**Texte source**.
- - - - -

La réforme au service de nouvelles sécurités


« Imposer une réforme qui n’était pas perçue par les Français comme juste, aurait été un cadeau fait à la gauche » constate Nicolas Sarkozy dans un entretien au quotidien Le Figaro. Rappelant que « la précarité est une réalité d’aujourd’hui », il insiste une nouvelle fois sur « la justice des réformes » et plaide pour « une solution qui donne de la flexibilité aux entreprises et de la sécurité aux salariés ».

Quelle est la différence entre remplacement et abrogation ?
Abrogation ou retrait, je n’ai jamais voulu qu’on emploie ces mots. Ce n’est pas que de la sémantique ! L’abrogation, cela veut dire que l’on tourne la page, qu’il n’y avait pas de problème d’insertion des jeunes en entreprise. Le remplacement, cela veut dire que le dispositif proposé par le gouvernement a suscité des malentendus et même qu’il n’était pas totalement pertinent mais que l’objectif de traiter la question de l’insertion des jeunes dans la vie active était fondé et le demeure. On a donc décidé de remettre le sujet sur le métier et de remplacer le dispositif d’origine par un autre.

Cela ne permet-il pas aussi de sauver la face du premier ministre ?
Je suis parfaitement d’accord pour dire que l’on ne sort pas d’une crise en humiliant qui que ce soit. La politique est une affaire de long terme. Personne n’a à gagner à l’humiliation.

Ne craignez-vous pas qu’une partie de l’électorat vous reproche d’avoir capitulé, comme beaucoup de gouvernements de droite depuis vingt-cinq ans ?
Cela fait quatre ans qu’on me fait le procès inverse, sans d’ailleurs que cela m’impressionne. Les mêmes qui me trouvaient trop dur dans la crise des banlieues ne vont pas m’expliquer maintenant que je suis trop faible ! Je voudrais m’adresser aux électeurs de droite et les faire réfléchir. Nos électeurs les plus fermes à droite veulent qu’on ne cède pas à la rue, et ils ont raison. Mais ils voulaient aussi que la pagaille s’arrête et qu’on ne se retrouve pas avec une nouvelle affaire Malik Oussékine, qui conduit au désastre. Je ne suis pas là pour faciliter la tâche de la gauche. Or, j’affirme que cela aurait été un cadeau à la gauche, que lui donner un espace, que de vouloir imposer une réforme qui n’était pas perçue par les Français comme juste. Dans ces conditions, le risque n’était pas de modifier une réforme, c’était de s’entêter. La gauche n’a rien à proposer, rien à dire, rien à défendre. Elle ne peut se nourrir que des erreurs de la droite.

Est-ce une façon de dire que vous n’avez jamais approuvé le CPE ?
Pourquoi faudrait-il, parce qu’on est de droite, défendre un dispositif qui avait fini par n’être ni voulu par les chefs d’entreprises, ni accepté par les syndicats réformistes. Quand on a la CGC sur la même ligne que la CGT, nous ne pouvions que nous interroger sur la méthode et sur le fond. C’est ce que nous avons fait. Qui peut me le reprocher ? Si vous voulez me faire dire qu’il aurait mieux valu ne pas se lancer dans cette affaire, je suis assez d’accord. Mais à partir du moment où l’on y était, il fallait s’en sortir, vite et le moins mal possible.

- - - - -

**Extrait de données**.
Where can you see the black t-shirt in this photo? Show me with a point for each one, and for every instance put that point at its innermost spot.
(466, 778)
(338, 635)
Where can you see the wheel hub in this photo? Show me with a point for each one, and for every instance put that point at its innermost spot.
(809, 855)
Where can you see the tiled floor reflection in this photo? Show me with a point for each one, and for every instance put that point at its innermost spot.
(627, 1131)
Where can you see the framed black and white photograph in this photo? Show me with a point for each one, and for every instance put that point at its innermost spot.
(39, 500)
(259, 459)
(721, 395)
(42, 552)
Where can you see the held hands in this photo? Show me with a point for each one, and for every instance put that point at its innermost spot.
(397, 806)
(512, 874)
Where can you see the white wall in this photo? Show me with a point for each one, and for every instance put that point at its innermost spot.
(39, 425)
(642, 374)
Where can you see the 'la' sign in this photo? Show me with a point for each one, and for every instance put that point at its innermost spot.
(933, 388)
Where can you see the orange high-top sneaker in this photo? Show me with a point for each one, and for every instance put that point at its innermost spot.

- - - - -

**Consigne**. Reproduisez à l'identique le passage de l'entretien qui commence par « Je suis parfaitement » et se termine par « vingt-cinq ans ? ». Les enregistrements forment un matériau indépendant de l'entretien.

**Réponse attendue**.
Je suis parfaitement d’accord pour dire que l’on ne sort pas d’une crise en humiliant qui que ce soit. La politique est une affaire de long terme. Personne n’a à gagner à l’humiliation.

Ne craignez-vous pas qu’une partie de l’électorat vous reproche d’avoir capitulé, comme beaucoup de gouvernements de droite depuis vingt-cinq ans ?